— Begin DOCUMENT EXCERPT —
This section highlights some things to think about, as well as questions that would naturally arise for the applied researcher who might now be ready to start in on their first Bayesian analysis. It provides merely a taste regarding some select issues, and at this point one should be consulting Bayesian analysis texts directly.


An essential part of Bayesian analysis is debugging to see if your code and model are doing what it should be doing46, and this especially holds for more complex models. For many models with typical numbers for posterior draws, Bayesian analysis might take several minutes on standard computers or laptops. With big data and/or very complex models, some might take hours or even days. In either case, it is a waste of time to let broken code/models run unnecessarily.

The idea with debugging is that, once you think you have everything set up the way you like, run very short attempts to see if A, the code even compiles, and B, whether it runs appropriately. As such, you will only want to set your warm-up and iterations to some small number to begin with, e.g. maybe not even 100 iterations, and maybe no more than two chains47. Sometimes it will be obvious what a problem is, such as a typo resulting in the program not being able to locate the parameter of interest. Other issues may be fairly subtle, for example, when it comes to prior specification.

Along with initial short runs, one should consider simpler models first, and perhaps using only a subset of the data. Especially for complex models, it helps to build the model up, debugging and checking for problems along the way. As a not too complicated example, consider a mixed model for logistic regression. One could even start with a standard linear model ignoring the binary nature of the target and random effect structure. Getting a sense of things from that, and just making sure that inputs and other things are in place, one can then supply the inverse logit link and change the sampling distribution to Bernoulli. Now you can think about adding the random effect, other explanatory variables of interest, and any other complexities that had not been included yet. Then you can add something like accuracy or other metrics to your generated quantities block

As you identify issues, you fix any problems that arise and tinker with other settings. Once you are satisfied, then try for the big run. Even then, you might spot new issues with a longer chain, so you can rinse and repeat at that point. Stan and other languages like BUGS/JAGS more or less have this capacity built in with model upgrade functions. For example, in Stan you can feed the previous setup of a model in to the main stan function. Use one for your initial runs, then when you’re ready, supply the model object as input to the fit argument, perhaps with adjustments to the Monte Carlo settings.

Choice of Prior

Selection of prior distributions can be a bit daunting for the new user of applied Bayesian analysis. However, in many cases, and especially for standard models, there are more or less widely adopted choices. Even so, we will discuss the options from a general point of view, and some tips for selection.

Noninformative, Weakly Informative, Informative

We can begin with noninformative priors, which might also be referred to as vague, flat, reference, objective, or diffuse depending on the context. The idea is to use something that allows for Bayesian inference but puts all the premium on the data, and/or soi-disant objectivity, though the fact that there is still choice here should make clear that these are not entirely noninformative or objective. As we have alluded to elsewhere, if we put a prior uniform distribution on the regression coefficients (and e.g. the log of \(\sigma\)), this would be a noninformative approach that would essentially be akin to maximum likelihood estimation. One might wonder at this point why we wouldn’t just use vague priors all the time and not worry about overly influencing the analysis by the choice of prior.
— End DOCUMENT EXCERPT —
— Begin STORED DATA —
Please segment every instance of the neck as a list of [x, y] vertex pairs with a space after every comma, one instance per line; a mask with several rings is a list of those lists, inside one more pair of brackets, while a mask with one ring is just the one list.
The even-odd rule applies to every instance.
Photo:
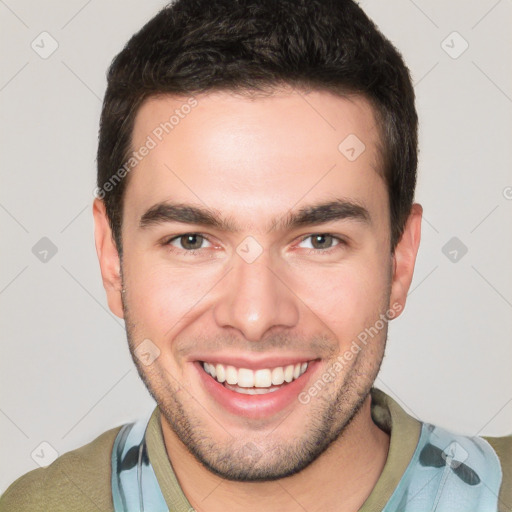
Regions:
— End STORED DATA —
» COMPLETE THE FOLLOWING:
**1)** Translate this sentence from the Bayesian analysis text into Spanish: "Selection of prior distributions can be a bit daunting for the new user of applied Bayesian analysis."
**2)** Write what comes next in the Bayesian analysis text, picking up right after its final sentence.
The listing comes from a different source than the Bayesian analysis text.

» ANSWERS FOR THE EXERCISE:
**1)** La selección de distribuciones a priori puede resultar algo intimidante para quien se inicia en el análisis bayesiano aplicado.

**2)**
As an example, let’s assume a uniform distribution \((-\infty,\infty)\) for some parameter \(\theta\). Without bounds, this prior is improper, i.e. the probability distribution does not integrate to 1. While the posterior distribution might be proper, it also might not be, and it is left the researcher to determine this. One also has to choose a suitable range, something which may not be easy to ascertain. In addition, the distribution may not be uniform on some transformation of the parameter, say \(\theta^2\). A Jeffreys’ prior could be used to overcome this particular issue, but is more difficult for multiparameter settings.

In general, there are several issues with using a noninformative or reference prior. For many models, there may be no clear choice of what to use, and employing some reference to be used automatically isn’t exactly in keeping with Bayesian thinking. In addition, such choices can still have unintended effects on the results. And finally, if you had clear prior information, e.g. from previous research, one should use it.

In practice, many priors we might use could be said to be weakly informative. So instead of being completely ignorant, we can choose instead to be mostly ignorant, vague, but not too vague. As an example, consider our earlier binomial distribution example. Perhaps a reasonable guess as to the probability of making a penalty kick was .75. With that as a basis, we could choose a Beta distribution that would have roughly 80% of its probability between .6 and .9. We know that lower values for the parameters of a beta distribution represent a less informed state of mind, and the mean of the distribution is A/(A+B), so we could just fiddle with some values to see what we can turn up. The following code suggests a \(\mathcal{B}(9,3)\) would probably be a good way to proceed. One can examine such a distribution in the subsequent density plot.

diff(pbeta(c(.6, .9), 3, 1))
diff(pbeta(c(.6, .9), 8, 3))
diff(pbeta(c(.6, .9), 9, 3))
[1] 0.513
[1] 0.7625194
[1] 0.7915213

Thus, weakly informative priors can be based on perfectly reasonable settings, and this probably makes more sense than claiming complete ignorance, not to mention they simply work better for parameter estimation relative to flat priors. As mentioned, just some casual thought in many settings will often reveal that one isn’t completely ignorant. Furthermore, if we have clear prior information, in the form of prior research for example, we can then use informative priors based on those results. This again would be preferable to a completely noninformative approach.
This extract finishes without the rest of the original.